Let’s take a moment to let that sink in: She was thirteen. Do you remember thirteen? I do. I was into dance and soccer, wrote really bad stories about puppy love, dreamed about a boy I’d met at summer camp, wouldn’t admit I still played with my dolls, listened to Prince and Michael Jackson, traded Garbage Pail Kid cards … And yes, I had fears: I was pretty sure there was a ghost in my closet, and I knew about stranger danger and predators and Freddy Krueger. I’d stood in front of a bathroom mirror and whispered “Bloody Mary,” I’d played on a Ouija board. These were the scariest things I could imagine. But the possibility that a boy just a little older than me, fueled by hatred and rage, would break into my home and stab me to death … ? Unimaginable.
Now, if you’re paying attention to the news, you’ll know this happened in Israel’s West Bank—that the girl was Jewish and the boy Palestinian. I purposely left that information out until now. I wanted you to imagine this little girl without prejudice. Because today a mom and dad buried their daughter, and two young girls said goodbye to their oldest sister. Somehow, they’ll have to face a lifetime without her. Can you imagine? The fact that she’s a Jewish girl from the West Bank shouldn’t matter. It shouldn’t.
Political agendas and misinformation and bigotry and anti-Semitism are thriving in our media … in our country … in our world. We’re being stripped of our humanity. We’re being taught that isolation and weapons and walls equal safety, we’re being radicalized in all kinds of ways. Hatred and evil are riding neck-and-neck with ignorance and intentional blindness. And this blindness: It’s born of laziness. More and more, we form our opinions without digging past the headline of a news story. We’re too busy to get informed. We’re too lazy.
And being blind and lazy allows hatred and bigotry to win. We need to educate ourselves. We need to read past the headlines, and do so with the knowledge that our news is not factual and unbiased, so we need to consider the source. And dig deeper. And read more.
Today, radicalized hatred killed a thirteen-year-old girl. But radicalized hatred cannot survive where education thrives.

LISTED RECORDS
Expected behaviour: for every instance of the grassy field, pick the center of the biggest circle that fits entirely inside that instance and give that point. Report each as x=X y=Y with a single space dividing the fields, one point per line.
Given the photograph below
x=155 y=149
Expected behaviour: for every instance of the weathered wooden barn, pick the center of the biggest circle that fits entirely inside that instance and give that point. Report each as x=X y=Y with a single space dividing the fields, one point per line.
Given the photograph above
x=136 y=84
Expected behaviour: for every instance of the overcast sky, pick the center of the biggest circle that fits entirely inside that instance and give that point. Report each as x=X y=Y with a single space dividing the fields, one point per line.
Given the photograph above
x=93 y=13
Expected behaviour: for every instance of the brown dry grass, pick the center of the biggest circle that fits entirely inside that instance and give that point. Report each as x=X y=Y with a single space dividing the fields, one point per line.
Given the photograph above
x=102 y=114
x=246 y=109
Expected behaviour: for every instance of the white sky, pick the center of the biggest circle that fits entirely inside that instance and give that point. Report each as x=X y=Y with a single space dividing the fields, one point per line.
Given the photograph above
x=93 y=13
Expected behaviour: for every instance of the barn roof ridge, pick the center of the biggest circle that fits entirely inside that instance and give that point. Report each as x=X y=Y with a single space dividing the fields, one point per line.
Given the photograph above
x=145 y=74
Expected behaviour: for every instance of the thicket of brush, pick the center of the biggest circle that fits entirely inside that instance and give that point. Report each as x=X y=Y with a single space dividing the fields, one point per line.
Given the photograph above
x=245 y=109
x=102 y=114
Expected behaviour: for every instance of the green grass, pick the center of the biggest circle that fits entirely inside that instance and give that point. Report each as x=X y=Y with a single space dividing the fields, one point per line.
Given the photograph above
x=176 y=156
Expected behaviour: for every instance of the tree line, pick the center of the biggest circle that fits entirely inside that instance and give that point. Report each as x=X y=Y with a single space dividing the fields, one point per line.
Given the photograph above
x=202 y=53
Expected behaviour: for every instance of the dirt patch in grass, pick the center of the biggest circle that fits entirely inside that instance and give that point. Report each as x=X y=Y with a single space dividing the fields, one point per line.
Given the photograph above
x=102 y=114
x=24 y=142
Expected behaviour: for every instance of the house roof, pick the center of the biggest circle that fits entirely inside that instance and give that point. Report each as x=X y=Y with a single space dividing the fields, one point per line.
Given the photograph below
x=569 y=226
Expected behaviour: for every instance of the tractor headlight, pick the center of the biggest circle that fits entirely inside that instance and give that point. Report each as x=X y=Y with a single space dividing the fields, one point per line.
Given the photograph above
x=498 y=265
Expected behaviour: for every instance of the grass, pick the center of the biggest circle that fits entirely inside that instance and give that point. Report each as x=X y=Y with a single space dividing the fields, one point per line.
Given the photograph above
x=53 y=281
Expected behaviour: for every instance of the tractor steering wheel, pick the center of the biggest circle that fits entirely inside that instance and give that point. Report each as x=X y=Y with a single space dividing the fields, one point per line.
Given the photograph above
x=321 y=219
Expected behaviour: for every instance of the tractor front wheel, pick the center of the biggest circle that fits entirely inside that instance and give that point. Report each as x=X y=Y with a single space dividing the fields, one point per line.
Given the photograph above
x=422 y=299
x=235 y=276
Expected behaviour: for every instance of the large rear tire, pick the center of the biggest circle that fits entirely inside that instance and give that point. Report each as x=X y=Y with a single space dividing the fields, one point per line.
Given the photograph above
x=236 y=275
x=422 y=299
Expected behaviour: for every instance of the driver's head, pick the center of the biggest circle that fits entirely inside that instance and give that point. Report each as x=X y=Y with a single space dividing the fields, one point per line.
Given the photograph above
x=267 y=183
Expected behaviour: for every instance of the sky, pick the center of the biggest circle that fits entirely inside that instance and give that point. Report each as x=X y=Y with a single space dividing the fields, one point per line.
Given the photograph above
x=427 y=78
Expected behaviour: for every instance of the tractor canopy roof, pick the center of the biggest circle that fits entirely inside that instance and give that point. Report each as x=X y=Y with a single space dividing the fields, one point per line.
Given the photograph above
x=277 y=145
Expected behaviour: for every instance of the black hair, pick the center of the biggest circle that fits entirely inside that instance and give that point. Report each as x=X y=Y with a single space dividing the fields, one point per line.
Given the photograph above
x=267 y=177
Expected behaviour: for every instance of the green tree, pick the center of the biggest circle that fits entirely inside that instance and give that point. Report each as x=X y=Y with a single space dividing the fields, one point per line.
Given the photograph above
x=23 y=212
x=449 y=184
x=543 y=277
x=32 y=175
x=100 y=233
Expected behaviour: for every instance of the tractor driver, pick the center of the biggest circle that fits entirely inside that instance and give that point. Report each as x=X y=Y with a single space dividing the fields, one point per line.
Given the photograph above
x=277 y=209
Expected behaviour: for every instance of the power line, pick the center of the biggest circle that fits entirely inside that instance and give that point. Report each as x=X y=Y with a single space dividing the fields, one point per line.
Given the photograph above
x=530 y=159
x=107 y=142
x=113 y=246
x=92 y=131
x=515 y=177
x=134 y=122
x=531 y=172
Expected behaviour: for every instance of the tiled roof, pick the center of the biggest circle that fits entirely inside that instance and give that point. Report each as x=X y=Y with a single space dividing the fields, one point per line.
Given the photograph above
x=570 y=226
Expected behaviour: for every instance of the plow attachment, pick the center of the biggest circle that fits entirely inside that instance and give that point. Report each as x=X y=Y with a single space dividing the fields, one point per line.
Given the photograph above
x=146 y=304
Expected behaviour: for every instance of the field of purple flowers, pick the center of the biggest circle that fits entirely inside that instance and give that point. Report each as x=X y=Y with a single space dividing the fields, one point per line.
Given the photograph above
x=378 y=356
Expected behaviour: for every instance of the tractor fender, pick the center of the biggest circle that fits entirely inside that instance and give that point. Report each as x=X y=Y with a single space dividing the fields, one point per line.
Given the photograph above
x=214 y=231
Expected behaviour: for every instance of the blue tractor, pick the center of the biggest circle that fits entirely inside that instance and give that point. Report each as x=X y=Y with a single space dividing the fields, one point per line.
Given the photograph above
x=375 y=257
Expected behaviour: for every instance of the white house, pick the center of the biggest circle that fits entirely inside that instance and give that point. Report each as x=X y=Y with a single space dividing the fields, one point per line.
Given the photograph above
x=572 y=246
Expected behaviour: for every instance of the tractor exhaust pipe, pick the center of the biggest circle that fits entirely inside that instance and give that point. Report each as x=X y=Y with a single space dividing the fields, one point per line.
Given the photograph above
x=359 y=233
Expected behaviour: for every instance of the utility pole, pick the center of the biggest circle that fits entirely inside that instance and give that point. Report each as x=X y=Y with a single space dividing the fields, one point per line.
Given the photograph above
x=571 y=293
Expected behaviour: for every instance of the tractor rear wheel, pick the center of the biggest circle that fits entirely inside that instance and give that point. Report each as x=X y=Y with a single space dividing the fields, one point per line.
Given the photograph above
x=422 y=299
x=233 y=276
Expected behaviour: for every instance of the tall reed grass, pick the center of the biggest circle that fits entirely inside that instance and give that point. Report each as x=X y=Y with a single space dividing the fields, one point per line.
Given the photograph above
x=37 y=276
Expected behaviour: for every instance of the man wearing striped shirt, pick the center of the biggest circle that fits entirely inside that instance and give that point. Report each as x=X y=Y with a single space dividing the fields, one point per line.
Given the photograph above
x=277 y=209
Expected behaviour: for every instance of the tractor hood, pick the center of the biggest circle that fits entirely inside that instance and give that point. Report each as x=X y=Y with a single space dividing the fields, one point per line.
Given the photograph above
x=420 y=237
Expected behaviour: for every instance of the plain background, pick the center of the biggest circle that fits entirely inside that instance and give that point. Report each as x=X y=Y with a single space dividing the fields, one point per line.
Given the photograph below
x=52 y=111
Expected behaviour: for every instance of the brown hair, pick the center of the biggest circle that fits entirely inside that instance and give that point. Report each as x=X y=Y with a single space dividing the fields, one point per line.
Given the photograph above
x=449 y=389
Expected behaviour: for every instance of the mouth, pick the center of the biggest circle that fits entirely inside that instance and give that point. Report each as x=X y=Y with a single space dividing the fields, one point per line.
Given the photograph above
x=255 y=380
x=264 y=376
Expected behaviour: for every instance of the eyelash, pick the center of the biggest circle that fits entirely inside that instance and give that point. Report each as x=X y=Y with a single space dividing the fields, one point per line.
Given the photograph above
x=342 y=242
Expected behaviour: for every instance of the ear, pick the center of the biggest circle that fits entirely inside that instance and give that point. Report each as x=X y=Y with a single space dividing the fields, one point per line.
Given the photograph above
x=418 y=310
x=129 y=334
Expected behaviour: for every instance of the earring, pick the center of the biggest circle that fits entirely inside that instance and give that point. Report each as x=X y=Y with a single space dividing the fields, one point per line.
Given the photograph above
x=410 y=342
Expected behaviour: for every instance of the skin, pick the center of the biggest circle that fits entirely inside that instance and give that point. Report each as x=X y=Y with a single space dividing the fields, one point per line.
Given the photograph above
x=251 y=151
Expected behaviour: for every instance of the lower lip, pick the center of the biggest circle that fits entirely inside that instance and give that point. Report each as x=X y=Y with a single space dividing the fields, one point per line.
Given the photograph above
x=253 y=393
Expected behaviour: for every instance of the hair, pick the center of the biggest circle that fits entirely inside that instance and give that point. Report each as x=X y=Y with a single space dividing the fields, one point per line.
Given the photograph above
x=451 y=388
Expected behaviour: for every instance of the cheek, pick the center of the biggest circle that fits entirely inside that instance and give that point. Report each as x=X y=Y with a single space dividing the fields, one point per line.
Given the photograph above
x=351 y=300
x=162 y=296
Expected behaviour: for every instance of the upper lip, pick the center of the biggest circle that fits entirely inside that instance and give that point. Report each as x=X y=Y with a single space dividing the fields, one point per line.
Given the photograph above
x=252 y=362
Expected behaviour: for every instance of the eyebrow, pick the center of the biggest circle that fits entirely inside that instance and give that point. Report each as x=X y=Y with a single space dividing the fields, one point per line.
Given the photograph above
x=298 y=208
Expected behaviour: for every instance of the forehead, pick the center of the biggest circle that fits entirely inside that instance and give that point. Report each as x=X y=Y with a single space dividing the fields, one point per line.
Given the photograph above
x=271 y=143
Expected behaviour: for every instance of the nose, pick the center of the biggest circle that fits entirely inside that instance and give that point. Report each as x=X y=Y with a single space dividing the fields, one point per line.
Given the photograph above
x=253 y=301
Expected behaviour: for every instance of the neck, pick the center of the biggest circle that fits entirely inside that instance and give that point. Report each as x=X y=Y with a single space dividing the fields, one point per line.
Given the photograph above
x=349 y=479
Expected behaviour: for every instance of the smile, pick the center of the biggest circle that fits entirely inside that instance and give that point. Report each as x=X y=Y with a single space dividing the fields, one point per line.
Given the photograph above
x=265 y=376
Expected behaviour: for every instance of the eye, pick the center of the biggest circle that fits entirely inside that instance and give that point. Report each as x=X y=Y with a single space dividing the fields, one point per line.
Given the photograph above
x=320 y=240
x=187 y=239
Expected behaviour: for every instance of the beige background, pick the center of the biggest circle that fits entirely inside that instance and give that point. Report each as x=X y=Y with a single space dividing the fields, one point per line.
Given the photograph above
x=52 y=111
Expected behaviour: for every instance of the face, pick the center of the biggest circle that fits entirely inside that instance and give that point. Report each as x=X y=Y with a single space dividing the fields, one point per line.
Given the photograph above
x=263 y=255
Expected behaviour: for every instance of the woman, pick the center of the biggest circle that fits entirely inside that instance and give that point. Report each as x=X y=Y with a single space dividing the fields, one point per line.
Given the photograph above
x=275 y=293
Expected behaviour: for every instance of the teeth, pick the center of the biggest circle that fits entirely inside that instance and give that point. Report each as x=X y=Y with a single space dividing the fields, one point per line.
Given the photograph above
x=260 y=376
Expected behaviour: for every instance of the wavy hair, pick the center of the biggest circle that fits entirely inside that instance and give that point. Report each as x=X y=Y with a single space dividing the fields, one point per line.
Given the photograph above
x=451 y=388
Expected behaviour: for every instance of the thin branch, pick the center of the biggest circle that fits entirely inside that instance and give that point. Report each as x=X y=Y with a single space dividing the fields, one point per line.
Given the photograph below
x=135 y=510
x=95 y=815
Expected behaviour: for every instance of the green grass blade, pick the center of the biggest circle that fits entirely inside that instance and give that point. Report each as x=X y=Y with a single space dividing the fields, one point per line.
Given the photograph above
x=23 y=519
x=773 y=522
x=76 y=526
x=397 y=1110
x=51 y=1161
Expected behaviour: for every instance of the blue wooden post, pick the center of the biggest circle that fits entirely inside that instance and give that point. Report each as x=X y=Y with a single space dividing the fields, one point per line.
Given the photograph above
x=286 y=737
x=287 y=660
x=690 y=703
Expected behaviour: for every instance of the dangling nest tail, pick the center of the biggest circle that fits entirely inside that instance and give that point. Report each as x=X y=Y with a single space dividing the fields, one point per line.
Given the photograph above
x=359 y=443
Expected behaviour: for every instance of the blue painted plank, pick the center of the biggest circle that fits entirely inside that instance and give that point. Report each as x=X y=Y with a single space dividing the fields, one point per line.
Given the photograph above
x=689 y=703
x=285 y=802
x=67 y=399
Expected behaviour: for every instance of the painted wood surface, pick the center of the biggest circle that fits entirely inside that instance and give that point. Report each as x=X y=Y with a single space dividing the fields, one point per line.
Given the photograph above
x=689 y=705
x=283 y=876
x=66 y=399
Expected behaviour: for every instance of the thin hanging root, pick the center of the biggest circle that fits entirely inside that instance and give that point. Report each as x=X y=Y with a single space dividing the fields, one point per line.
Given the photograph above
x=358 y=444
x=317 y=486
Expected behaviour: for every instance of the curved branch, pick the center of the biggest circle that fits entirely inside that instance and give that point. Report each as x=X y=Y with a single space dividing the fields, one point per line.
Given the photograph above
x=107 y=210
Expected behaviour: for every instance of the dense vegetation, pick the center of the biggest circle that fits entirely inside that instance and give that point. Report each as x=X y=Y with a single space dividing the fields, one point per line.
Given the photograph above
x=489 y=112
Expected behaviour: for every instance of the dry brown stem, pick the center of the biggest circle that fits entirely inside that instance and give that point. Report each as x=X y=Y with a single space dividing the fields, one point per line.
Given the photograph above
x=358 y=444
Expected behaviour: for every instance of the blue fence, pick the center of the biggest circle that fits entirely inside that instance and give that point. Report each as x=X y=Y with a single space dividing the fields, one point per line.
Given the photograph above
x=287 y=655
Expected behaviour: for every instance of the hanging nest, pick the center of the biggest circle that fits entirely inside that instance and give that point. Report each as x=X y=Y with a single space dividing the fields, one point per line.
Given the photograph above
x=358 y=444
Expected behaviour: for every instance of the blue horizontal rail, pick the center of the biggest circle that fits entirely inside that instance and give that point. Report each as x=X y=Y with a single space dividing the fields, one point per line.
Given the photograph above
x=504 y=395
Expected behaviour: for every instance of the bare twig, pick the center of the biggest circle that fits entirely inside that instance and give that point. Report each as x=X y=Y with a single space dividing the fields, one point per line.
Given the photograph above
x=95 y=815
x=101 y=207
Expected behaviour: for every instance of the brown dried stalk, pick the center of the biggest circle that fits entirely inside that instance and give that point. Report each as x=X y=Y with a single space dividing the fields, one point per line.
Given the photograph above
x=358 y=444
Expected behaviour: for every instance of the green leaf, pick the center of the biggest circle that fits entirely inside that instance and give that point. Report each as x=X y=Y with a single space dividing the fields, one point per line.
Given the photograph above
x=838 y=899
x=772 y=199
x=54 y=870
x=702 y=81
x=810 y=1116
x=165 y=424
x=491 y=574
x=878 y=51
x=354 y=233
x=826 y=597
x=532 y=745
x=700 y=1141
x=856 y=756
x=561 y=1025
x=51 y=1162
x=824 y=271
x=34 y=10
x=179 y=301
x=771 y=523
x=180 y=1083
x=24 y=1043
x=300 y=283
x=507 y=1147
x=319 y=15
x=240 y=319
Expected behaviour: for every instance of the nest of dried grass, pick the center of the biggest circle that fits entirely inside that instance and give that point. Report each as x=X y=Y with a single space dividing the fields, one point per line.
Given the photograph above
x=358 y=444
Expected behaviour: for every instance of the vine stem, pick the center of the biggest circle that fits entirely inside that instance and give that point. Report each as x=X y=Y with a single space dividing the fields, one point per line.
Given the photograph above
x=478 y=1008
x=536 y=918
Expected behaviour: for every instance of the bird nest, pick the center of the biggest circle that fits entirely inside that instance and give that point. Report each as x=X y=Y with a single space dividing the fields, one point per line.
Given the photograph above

TASK PROMPT
Repeat word for word the part of the essay on radicalized hatred that starts at "Political agendas and" and ends at "And read more.". The listing comes from a different source than the essay.

SOLUTION TO THE EXERCISE
Political agendas and misinformation and bigotry and anti-Semitism are thriving in our media … in our country … in our world. We’re being stripped of our humanity. We’re being taught that isolation and weapons and walls equal safety, we’re being radicalized in all kinds of ways. Hatred and evil are riding neck-and-neck with ignorance and intentional blindness. And this blindness: It’s born of laziness. More and more, we form our opinions without digging past the headline of a news story. We’re too busy to get informed. We’re too lazy.
And being blind and lazy allows hatred and bigotry to win. We need to educate ourselves. We need to read past the headlines, and do so with the knowledge that our news is not factual and unbiased, so we need to consider the source. And dig deeper. And read more.